DOCUMENT TEXT:

##########

> -----Original Message-----
> From: [email protected] [mailto:rsyslog-
> [email protected]] On Behalf Of [email protected]
> Sent: Thursday, October 20, 2011 8:04 PM
> To: rsyslog-users
> Subject: Re: [rsyslog] pri-text property incorrectly appending pri?
> 
> I think there should be some way of getting the text without the
> numeric
> value as well.
> 
> I actually don't understand why anyone would want both. If you are
> having
> a system process it that understands the numbers, you don't need the
> text.
> The text is there to make it human friendly, and the numbers sure don't
> help that.
> 
> changing the exiting property to only be the text may break someone's
> stuff, but only if they are either filtering on it, or have a custom
> template. in either case it's a fairly small change to fix the
> configuration.
> 
> This would not be a change to make to an existing stable branch, but I
> could see it being reasonable as a cleanup in 6.x

That sounds like a good solution! Acutally, I would bet that nobody actually
uses this property -- otherwise the question should have come up before. But
you never know...

Rainer
> 
> David Lang
> 
> 
>   On Thu, 20 Oct 2011, Rainer Gerhards wrote:
> 
> > Date: Thu, 20 Oct 2011 11:58:32 +0200
> > From: Rainer Gerhards <[email protected]>
> > Reply-To: rsyslog-users <[email protected]>
> > To: rsyslog-users <[email protected]>
> > Subject: Re: [rsyslog] pri-text property incorrectly appending pri?

##########

INFORMATION GIVEN:
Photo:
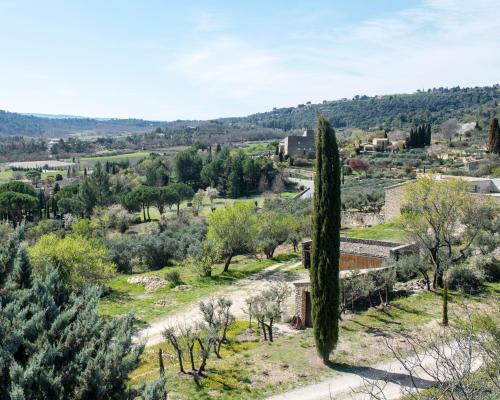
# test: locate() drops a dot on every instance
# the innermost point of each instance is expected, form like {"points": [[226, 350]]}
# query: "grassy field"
{"points": [[206, 208], [253, 369], [390, 231], [132, 157], [126, 297]]}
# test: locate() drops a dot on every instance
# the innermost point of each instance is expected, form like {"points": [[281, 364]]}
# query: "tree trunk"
{"points": [[445, 303], [191, 356], [227, 262], [181, 365], [160, 360]]}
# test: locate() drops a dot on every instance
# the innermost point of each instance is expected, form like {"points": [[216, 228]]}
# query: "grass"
{"points": [[252, 369], [137, 154], [206, 208], [126, 297], [390, 231]]}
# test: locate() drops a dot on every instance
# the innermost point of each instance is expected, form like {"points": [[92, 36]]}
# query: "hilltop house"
{"points": [[294, 146], [377, 144]]}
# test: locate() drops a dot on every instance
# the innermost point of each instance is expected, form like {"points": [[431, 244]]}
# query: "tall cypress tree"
{"points": [[494, 137], [325, 252]]}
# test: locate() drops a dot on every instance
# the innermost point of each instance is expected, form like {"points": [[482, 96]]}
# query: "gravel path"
{"points": [[391, 377], [237, 293]]}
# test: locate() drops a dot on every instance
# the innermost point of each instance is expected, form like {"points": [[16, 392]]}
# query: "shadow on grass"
{"points": [[371, 373]]}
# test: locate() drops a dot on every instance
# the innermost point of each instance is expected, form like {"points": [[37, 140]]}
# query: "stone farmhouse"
{"points": [[355, 254], [294, 146], [394, 195], [377, 144]]}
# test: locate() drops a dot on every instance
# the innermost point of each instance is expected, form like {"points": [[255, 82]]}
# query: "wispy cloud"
{"points": [[207, 22], [439, 43]]}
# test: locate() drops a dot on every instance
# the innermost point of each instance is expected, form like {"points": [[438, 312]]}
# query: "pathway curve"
{"points": [[237, 293], [391, 377]]}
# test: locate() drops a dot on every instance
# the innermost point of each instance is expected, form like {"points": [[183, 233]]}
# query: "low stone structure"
{"points": [[358, 218], [394, 195], [364, 255], [299, 145]]}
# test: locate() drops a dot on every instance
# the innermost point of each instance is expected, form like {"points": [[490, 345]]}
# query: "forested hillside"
{"points": [[400, 110], [29, 125], [393, 111]]}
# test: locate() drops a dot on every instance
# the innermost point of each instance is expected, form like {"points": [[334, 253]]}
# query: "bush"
{"points": [[46, 226], [489, 266], [466, 278], [174, 278]]}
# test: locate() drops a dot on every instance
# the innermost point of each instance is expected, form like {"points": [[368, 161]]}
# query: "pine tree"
{"points": [[54, 344], [325, 251], [494, 137], [20, 277]]}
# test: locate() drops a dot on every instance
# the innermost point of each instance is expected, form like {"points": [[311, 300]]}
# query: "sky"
{"points": [[167, 60]]}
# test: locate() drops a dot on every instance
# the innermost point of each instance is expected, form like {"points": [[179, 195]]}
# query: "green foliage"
{"points": [[155, 169], [54, 345], [79, 261], [420, 136], [236, 174], [177, 240], [17, 201], [444, 219], [325, 252], [232, 230], [188, 165], [494, 137], [402, 110], [274, 229], [174, 278], [465, 277]]}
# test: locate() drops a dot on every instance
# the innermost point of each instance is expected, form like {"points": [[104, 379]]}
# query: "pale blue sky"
{"points": [[205, 59]]}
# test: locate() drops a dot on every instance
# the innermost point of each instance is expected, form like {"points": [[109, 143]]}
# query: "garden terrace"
{"points": [[362, 253]]}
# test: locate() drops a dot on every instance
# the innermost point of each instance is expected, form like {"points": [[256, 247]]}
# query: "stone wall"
{"points": [[394, 196], [357, 218]]}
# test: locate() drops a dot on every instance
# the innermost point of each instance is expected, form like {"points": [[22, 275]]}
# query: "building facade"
{"points": [[299, 146]]}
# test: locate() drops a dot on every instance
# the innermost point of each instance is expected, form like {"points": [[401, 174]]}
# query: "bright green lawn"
{"points": [[390, 231], [252, 369], [136, 154], [126, 297]]}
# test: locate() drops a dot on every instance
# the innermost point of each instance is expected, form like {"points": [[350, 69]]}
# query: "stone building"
{"points": [[394, 195], [299, 145], [363, 255]]}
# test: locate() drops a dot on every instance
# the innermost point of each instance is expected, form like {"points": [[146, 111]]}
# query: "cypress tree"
{"points": [[20, 277], [325, 252], [445, 303], [494, 137]]}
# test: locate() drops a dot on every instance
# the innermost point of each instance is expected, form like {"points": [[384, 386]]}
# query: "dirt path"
{"points": [[237, 293], [391, 377]]}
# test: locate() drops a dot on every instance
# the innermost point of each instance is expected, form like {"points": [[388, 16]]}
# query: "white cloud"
{"points": [[206, 22], [440, 43]]}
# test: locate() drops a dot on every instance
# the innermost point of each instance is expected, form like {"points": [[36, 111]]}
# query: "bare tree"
{"points": [[268, 306], [217, 316], [458, 363], [448, 129]]}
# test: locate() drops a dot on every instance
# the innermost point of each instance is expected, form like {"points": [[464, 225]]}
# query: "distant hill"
{"points": [[391, 111], [30, 125]]}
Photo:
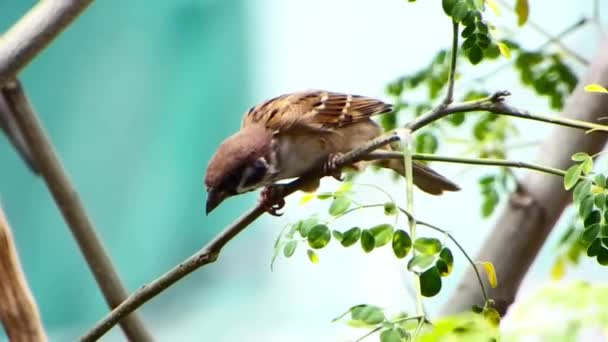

##########

AIM:
Retype, character for character, the part of the email thread above that opens with the words "That sounds like" and closes with "you never know...".

SOLUTION TO THE PROBLEM:
That sounds like a good solution! Acutally, I would bet that nobody actually
uses this property -- otherwise the question should have come up before. But
you never know...